■ **PAGE EXCERPT**:
Segment Open

Cape Flats Dune Strandveld is an endangered vegetation type. This is a unique type of Cape Strandveld that is endemic to the coastal areas around Cape Town, South Africa, including the Cape Flats.

==Habitat==
Strandveld means “beach scrub” in the Afrikaans language. It covers and stabilises sand dunes on the beaches around Cape Town, and is incredibly colourful in spring when it bursts into flower. It supports a very high biomass of browsing animals, and in the past it was grazed by large herds.

The strongly alkaline, calcareous dune sand of the coast lies over a base of older limestone. In some places, this limestone juts out of the dune sand, and forms impressive beach cliffs. Succulents form a high proportion of Strandveld plants, consequently, fires are much less common in Strandveld than in the neighbouring Fynbos vegetation.

Cape Flats Dune Strandveld is endangered. More than half of the Cape’s Strandveld has been lost to urbanisation and the building of beach resorts, and only 14 percent of this unique vegetation type is actually conserved.

- Habitat preserves
Nature preserves with Cape Flats Dune Strandveld habitat include:
- Blaauwberg Conservation Area
- Edith Stephens Wetland Park
- Rondevlei Nature Reserve
- Wolfgat Nature Reserve

==Flora==
Cape Strandveld vegetation is typically composed of areas of tall, evergreen shrubs, with great numbers of bulbs, grasses, succulents and annual flowers growing in between. Historically, dense forests of large Milkwood trees used to exist at Noordhoek, Olifantsbos, Macassar and Gordons Bay.

Segment Closed

[Recorded data]

Segment Open

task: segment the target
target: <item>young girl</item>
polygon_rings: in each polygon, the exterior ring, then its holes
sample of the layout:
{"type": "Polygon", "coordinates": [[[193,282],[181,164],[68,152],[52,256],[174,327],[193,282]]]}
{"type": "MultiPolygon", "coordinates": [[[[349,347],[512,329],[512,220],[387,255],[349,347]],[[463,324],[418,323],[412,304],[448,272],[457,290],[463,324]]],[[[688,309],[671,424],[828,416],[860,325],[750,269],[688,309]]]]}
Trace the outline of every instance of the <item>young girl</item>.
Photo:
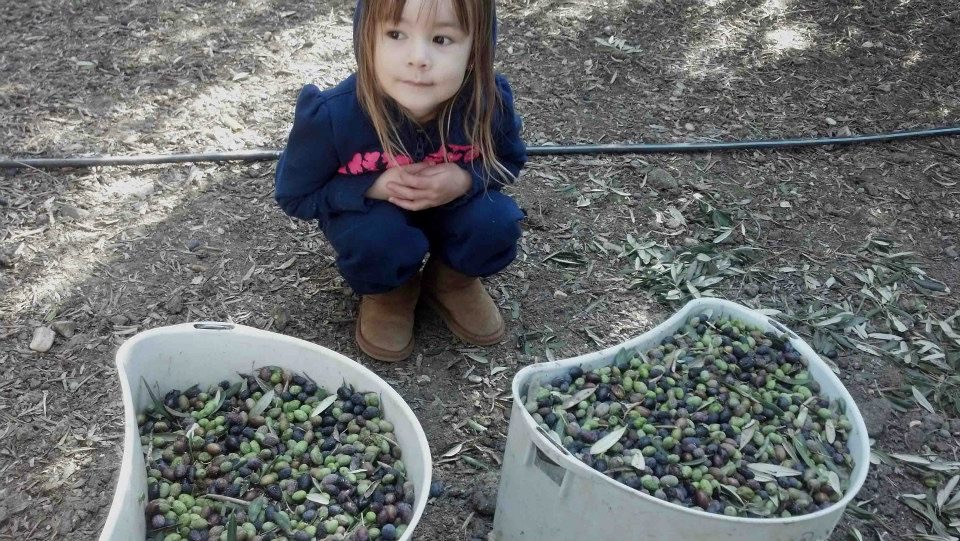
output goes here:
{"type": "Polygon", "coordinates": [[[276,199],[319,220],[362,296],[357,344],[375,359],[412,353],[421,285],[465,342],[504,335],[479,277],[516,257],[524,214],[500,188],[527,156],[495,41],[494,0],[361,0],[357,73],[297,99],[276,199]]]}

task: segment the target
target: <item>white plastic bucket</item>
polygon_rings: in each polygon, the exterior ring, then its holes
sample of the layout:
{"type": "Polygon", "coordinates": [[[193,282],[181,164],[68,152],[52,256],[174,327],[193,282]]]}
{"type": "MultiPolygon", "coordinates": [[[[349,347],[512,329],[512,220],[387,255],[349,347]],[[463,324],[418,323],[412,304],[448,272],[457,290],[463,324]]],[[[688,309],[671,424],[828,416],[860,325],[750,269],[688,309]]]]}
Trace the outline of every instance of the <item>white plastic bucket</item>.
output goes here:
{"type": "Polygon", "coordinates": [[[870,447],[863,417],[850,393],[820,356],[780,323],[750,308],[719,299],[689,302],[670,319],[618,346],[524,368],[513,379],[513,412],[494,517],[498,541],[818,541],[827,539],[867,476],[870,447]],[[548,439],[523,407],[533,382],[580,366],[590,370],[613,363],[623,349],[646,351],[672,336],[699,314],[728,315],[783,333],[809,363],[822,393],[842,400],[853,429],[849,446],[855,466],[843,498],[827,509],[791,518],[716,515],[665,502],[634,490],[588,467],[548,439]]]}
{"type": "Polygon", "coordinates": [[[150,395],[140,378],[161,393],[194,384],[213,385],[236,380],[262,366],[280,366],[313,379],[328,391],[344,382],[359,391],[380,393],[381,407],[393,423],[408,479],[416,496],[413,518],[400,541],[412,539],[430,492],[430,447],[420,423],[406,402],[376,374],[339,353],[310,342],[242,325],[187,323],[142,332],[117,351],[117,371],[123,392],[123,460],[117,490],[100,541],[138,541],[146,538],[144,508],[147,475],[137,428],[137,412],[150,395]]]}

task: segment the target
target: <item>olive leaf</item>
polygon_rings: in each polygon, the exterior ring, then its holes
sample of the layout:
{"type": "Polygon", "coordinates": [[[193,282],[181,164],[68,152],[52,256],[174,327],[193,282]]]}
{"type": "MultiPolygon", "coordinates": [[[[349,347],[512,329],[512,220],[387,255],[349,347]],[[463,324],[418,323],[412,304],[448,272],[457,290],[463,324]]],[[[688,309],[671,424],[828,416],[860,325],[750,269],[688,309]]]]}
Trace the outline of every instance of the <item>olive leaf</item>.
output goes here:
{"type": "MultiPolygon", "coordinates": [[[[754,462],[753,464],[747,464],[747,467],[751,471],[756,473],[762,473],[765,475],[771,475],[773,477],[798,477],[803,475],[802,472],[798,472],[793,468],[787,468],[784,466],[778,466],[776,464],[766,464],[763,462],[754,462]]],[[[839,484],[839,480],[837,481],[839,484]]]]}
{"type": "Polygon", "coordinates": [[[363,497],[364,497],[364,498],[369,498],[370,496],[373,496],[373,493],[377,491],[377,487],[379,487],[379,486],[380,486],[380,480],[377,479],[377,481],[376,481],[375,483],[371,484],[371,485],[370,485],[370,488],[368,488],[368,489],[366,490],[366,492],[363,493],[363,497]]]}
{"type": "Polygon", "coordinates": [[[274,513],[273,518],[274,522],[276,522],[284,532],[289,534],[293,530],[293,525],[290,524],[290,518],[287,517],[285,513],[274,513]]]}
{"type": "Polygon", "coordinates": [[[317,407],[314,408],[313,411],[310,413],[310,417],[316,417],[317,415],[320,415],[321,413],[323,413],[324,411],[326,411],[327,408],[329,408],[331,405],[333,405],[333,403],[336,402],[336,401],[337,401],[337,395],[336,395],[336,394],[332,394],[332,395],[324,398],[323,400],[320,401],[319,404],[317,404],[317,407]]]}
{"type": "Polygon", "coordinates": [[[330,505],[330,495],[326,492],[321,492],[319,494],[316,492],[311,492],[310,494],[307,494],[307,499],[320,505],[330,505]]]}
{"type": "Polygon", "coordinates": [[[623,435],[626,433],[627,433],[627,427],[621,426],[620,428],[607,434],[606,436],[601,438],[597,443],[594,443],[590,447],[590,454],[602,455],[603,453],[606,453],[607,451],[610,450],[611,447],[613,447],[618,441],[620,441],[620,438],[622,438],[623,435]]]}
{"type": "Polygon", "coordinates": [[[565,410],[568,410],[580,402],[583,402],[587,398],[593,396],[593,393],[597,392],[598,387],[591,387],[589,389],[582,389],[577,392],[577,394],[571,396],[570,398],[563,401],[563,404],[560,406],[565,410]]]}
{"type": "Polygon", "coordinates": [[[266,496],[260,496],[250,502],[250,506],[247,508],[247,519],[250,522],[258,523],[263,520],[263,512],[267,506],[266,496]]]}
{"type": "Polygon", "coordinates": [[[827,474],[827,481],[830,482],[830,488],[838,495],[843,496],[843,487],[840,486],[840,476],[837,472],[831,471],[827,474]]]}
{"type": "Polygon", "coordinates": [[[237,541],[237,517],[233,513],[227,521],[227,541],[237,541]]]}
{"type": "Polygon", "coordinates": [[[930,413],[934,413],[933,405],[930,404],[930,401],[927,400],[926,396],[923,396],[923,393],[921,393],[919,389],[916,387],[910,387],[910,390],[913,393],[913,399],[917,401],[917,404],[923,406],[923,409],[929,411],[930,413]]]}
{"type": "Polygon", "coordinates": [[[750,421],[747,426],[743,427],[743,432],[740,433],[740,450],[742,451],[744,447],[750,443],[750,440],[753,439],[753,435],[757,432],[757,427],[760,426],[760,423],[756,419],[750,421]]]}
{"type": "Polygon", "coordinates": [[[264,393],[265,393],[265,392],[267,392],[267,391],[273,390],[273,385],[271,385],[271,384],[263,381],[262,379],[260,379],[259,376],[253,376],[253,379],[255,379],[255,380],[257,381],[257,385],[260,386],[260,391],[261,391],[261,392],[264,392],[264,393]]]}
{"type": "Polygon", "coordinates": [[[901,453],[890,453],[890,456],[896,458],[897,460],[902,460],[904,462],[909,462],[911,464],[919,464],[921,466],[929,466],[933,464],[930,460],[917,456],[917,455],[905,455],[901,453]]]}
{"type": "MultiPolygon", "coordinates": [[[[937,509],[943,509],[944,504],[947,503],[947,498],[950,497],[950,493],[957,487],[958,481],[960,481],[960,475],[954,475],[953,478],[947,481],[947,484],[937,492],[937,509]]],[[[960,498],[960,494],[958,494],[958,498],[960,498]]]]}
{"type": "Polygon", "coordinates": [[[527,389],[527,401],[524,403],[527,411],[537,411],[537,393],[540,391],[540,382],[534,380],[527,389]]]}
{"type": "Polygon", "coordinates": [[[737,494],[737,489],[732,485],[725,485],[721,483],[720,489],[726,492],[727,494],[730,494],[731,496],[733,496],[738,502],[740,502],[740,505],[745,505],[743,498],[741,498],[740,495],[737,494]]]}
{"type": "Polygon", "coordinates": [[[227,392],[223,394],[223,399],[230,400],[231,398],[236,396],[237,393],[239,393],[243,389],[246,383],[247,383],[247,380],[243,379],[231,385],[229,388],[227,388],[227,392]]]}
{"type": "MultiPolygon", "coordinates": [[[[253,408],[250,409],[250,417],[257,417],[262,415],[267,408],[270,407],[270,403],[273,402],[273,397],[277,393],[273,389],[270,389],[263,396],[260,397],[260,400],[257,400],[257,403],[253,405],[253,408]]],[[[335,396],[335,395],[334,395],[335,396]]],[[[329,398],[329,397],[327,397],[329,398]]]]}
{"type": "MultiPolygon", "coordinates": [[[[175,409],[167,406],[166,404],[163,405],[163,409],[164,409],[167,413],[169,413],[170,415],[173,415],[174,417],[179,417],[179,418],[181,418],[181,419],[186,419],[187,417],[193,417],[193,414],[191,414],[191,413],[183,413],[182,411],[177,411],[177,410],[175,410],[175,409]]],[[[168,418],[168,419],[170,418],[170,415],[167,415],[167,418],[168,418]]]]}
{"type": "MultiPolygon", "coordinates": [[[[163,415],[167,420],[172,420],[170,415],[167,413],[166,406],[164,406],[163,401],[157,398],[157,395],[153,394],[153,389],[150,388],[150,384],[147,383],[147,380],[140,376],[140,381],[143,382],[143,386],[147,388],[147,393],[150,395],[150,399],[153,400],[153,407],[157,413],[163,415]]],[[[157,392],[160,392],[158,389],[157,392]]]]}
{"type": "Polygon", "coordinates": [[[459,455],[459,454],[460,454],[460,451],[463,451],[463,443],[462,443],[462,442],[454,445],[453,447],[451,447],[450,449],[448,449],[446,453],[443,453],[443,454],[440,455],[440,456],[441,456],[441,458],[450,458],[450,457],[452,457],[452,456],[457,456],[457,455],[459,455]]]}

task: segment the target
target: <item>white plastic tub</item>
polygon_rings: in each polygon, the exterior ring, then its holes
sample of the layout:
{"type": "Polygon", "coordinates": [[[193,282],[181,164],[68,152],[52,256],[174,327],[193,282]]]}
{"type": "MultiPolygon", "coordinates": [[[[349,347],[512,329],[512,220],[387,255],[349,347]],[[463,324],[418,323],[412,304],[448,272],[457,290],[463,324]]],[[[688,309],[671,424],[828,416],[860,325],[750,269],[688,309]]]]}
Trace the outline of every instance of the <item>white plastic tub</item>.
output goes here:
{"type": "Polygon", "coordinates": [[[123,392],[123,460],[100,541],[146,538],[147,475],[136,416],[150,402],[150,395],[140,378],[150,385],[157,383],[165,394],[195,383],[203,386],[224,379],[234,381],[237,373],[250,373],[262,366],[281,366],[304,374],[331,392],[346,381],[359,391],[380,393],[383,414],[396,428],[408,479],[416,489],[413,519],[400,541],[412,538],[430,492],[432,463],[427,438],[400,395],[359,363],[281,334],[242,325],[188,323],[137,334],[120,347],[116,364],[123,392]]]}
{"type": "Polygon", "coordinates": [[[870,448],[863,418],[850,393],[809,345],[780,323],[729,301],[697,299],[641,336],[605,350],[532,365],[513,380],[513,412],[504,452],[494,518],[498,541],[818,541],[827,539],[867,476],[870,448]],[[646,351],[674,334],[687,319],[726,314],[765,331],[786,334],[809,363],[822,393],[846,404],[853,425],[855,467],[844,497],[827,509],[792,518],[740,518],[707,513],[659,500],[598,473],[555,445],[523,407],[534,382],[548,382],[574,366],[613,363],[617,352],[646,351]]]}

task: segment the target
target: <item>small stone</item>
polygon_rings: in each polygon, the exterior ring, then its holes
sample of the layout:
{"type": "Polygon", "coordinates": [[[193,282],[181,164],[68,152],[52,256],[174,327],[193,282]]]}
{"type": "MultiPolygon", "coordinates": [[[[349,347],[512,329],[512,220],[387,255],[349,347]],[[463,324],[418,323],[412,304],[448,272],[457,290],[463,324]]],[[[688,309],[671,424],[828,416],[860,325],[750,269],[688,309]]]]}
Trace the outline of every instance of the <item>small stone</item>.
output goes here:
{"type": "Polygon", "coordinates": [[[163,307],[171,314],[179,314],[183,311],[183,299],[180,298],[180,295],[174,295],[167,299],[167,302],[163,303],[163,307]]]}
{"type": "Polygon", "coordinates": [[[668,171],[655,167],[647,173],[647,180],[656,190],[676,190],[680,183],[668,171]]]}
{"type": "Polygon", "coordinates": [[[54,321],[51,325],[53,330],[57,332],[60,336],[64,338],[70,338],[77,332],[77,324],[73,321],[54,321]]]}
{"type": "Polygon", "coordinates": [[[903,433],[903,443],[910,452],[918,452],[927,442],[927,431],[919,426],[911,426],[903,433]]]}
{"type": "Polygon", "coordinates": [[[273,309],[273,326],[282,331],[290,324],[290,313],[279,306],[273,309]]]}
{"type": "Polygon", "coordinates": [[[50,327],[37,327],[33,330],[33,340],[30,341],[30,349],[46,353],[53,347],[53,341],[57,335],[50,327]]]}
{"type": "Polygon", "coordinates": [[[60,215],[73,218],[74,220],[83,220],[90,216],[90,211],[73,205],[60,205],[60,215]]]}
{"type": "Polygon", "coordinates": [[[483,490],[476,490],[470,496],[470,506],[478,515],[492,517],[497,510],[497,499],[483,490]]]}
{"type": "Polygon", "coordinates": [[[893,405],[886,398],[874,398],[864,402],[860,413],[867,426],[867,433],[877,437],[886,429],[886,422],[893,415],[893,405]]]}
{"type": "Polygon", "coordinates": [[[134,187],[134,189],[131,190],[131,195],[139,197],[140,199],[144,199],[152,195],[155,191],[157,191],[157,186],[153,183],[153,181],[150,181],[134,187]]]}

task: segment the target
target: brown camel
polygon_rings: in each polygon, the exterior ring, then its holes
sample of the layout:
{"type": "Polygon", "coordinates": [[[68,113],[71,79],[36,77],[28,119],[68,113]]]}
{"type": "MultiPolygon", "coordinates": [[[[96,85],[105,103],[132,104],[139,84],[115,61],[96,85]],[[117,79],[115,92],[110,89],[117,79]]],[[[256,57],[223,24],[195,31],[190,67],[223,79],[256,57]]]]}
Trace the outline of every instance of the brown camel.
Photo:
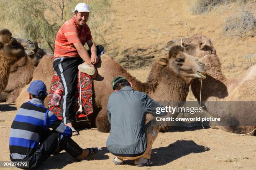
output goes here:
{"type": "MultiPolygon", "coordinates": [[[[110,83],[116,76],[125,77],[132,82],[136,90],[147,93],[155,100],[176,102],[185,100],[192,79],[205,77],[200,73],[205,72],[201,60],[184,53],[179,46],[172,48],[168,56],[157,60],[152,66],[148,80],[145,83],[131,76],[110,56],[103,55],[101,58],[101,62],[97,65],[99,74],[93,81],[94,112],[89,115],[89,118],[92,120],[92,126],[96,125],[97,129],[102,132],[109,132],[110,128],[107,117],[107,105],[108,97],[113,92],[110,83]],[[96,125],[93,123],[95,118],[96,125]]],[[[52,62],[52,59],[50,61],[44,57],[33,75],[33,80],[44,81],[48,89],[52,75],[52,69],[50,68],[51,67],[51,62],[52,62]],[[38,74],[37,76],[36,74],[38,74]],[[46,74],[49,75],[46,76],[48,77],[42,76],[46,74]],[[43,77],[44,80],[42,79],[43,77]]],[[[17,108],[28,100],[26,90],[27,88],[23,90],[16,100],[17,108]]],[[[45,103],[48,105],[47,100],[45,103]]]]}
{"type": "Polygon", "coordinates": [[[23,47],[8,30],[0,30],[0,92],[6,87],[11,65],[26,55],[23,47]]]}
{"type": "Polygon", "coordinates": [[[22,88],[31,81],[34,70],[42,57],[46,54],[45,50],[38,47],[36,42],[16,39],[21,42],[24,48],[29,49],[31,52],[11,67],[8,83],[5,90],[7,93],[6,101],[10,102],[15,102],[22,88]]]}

Segment Closed

■ **ABOUT THIS TASK**:
From the page excerpt on Cape Flats Dune Strandveld, output the part that opens with the words containing "Cape Flats Dune Strandveld is an" and closes with "the Cape Flats.".

■ **TASK OUTPUT**:
Cape Flats Dune Strandveld is an endangered vegetation type. This is a unique type of Cape Strandveld that is endemic to the coastal areas around Cape Town, South Africa, including the Cape Flats.